▼

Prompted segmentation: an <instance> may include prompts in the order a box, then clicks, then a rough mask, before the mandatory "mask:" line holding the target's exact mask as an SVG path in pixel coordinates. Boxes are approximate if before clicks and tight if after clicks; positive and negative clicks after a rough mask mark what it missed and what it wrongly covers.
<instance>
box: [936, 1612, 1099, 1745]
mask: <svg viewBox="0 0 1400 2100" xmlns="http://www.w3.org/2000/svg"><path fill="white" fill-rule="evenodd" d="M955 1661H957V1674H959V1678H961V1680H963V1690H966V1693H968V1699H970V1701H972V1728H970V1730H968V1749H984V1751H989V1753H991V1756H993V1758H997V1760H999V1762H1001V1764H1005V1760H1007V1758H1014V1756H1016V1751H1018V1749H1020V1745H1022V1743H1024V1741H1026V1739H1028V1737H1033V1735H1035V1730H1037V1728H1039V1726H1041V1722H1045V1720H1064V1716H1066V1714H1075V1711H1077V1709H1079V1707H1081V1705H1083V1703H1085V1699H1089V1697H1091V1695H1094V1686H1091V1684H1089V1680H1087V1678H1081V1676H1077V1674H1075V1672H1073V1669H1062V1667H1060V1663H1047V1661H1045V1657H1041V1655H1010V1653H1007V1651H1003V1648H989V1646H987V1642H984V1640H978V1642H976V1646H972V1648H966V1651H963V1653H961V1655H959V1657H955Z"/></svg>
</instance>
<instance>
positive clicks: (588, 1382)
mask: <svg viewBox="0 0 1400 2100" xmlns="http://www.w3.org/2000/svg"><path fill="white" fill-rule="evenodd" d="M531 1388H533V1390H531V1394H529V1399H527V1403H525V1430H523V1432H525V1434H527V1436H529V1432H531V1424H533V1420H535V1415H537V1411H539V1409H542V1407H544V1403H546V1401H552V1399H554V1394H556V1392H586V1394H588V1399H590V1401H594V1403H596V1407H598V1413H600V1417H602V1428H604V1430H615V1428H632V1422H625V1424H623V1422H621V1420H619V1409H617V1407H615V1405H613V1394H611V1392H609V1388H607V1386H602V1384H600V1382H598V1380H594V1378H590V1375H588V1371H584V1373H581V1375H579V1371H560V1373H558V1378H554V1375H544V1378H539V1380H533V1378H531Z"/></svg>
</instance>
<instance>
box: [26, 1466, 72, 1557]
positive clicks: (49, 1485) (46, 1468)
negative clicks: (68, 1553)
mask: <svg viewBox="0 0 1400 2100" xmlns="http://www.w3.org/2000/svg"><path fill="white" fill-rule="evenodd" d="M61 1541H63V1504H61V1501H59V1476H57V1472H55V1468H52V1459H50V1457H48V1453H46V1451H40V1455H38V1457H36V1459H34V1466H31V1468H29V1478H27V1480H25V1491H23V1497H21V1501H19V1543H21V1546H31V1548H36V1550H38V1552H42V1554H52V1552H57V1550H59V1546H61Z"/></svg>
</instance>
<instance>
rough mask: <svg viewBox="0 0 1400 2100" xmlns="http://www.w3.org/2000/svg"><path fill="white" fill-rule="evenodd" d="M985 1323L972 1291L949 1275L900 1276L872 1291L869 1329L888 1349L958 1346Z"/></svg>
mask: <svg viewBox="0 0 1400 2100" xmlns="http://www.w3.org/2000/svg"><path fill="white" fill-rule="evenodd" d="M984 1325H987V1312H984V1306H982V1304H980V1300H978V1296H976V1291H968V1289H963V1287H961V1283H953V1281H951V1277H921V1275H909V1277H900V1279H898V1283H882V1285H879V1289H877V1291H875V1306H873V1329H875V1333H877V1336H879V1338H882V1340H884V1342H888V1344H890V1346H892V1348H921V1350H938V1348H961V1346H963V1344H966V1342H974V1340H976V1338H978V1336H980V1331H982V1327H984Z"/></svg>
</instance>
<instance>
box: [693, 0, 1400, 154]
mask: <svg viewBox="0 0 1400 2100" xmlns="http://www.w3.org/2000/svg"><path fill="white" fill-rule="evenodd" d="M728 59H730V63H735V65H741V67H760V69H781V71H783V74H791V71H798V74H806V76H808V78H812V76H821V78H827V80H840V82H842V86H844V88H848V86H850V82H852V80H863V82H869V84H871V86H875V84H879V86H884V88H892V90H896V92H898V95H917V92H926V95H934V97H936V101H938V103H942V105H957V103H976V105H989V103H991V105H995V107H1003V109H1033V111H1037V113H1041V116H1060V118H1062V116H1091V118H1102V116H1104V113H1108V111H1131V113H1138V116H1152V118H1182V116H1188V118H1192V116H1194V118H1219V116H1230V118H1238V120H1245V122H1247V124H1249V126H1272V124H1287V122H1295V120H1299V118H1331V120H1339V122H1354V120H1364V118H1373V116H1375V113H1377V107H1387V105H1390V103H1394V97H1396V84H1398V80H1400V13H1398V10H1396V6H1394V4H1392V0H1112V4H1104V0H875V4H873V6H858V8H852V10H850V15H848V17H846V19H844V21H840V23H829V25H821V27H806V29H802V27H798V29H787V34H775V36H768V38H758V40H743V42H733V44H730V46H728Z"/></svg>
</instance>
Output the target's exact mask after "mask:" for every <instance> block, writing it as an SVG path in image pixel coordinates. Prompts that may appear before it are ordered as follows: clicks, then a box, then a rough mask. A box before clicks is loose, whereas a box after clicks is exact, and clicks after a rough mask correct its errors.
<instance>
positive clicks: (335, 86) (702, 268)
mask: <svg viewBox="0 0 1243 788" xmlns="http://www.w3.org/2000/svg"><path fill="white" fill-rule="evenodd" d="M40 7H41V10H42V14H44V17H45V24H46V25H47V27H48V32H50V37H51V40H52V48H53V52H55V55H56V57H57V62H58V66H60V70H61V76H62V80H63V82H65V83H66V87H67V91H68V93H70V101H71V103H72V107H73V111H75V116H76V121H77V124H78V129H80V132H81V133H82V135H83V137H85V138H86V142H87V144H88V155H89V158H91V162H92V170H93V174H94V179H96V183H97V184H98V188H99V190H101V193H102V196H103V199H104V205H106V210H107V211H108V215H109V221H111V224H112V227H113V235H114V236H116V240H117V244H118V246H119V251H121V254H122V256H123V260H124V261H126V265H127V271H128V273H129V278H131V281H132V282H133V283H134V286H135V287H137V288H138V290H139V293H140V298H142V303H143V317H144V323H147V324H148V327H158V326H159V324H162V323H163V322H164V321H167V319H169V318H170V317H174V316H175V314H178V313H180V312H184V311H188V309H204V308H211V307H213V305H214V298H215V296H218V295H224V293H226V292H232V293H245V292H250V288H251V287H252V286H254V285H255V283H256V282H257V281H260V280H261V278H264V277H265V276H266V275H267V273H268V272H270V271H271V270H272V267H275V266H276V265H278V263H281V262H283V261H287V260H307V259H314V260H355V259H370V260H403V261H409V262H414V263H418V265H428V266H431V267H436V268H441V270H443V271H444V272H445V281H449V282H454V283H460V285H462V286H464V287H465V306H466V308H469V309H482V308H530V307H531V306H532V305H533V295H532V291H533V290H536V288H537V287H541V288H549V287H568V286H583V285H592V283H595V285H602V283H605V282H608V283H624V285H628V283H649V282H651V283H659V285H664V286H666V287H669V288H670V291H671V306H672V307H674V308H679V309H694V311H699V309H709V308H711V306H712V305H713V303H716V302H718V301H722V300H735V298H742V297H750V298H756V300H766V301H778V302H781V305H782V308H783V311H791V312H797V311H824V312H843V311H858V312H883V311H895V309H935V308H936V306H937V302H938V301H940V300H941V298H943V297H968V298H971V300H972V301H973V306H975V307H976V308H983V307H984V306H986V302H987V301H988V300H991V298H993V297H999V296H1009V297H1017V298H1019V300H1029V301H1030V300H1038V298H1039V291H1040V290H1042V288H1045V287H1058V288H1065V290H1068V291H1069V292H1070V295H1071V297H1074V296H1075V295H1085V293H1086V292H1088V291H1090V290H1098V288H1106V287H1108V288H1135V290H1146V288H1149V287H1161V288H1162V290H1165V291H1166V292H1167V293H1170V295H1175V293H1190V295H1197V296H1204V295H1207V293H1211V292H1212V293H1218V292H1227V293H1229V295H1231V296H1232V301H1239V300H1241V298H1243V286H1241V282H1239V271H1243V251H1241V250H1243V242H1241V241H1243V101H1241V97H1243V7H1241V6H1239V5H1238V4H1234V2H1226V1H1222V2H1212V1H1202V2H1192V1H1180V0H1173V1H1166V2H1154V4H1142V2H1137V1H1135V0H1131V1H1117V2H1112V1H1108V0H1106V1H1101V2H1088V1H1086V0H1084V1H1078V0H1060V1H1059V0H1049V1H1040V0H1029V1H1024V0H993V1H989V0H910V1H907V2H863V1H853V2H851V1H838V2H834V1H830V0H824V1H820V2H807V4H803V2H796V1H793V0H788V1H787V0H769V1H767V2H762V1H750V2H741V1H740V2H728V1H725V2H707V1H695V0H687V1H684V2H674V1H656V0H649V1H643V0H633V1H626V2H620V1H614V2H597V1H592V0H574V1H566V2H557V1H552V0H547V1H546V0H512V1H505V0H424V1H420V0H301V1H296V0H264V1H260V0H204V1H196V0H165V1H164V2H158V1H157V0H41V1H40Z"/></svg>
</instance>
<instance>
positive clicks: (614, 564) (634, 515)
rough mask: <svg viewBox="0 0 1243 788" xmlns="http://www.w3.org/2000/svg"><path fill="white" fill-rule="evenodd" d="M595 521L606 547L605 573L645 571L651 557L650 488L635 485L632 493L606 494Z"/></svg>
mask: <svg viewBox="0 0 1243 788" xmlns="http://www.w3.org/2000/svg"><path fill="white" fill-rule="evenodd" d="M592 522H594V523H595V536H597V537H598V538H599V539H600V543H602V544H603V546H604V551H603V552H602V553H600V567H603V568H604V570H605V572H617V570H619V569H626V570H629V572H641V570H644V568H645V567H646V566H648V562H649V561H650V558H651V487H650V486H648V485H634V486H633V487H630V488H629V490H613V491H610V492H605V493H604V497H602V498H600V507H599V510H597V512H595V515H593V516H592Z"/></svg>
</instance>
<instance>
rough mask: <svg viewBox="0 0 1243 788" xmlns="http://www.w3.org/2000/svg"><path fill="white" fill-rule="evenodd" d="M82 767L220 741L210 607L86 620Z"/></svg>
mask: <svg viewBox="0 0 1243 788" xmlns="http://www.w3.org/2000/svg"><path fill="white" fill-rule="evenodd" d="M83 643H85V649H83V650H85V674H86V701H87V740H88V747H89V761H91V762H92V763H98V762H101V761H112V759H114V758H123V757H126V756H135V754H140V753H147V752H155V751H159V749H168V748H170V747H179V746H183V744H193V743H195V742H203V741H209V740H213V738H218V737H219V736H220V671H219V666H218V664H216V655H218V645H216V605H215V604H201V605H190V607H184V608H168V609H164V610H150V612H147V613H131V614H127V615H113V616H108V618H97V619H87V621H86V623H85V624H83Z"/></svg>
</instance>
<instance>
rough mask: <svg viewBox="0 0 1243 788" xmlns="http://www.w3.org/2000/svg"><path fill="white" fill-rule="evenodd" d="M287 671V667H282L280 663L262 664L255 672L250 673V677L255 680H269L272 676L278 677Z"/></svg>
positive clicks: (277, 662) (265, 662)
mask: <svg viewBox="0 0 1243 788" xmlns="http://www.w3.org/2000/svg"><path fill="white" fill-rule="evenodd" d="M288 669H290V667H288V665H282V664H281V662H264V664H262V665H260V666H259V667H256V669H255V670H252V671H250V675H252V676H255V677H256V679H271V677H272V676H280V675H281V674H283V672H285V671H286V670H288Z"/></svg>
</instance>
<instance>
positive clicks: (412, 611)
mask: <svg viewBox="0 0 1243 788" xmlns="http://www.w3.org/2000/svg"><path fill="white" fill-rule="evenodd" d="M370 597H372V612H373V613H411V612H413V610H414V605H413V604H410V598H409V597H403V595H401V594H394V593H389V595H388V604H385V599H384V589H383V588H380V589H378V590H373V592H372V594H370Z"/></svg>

▲

• [What is required] Show each line above that contains the string "before", counting only matches with the same capitalization.

• [Task result]
Prompted segmentation: an <instance> may include prompts in the order a box, then clicks, then a rough mask, before the mandatory "mask:" line holding the target's exact mask as an SVG path in pixel coordinates. Boxes are approximate if before clicks and tight if after clicks; positive and negative clicks after a rough mask mark what it missed and what it wrongly covers.
Output the target's exact mask after "mask:" for every <instance> block, writing it as an SVG path in image pixel coordinates. Prompts that may appear before it are ordered as follows: clicks, then a box, then a rough mask. A box before clicks is loose, whereas a box after clicks is exact, and clicks after a rough mask correct its errors.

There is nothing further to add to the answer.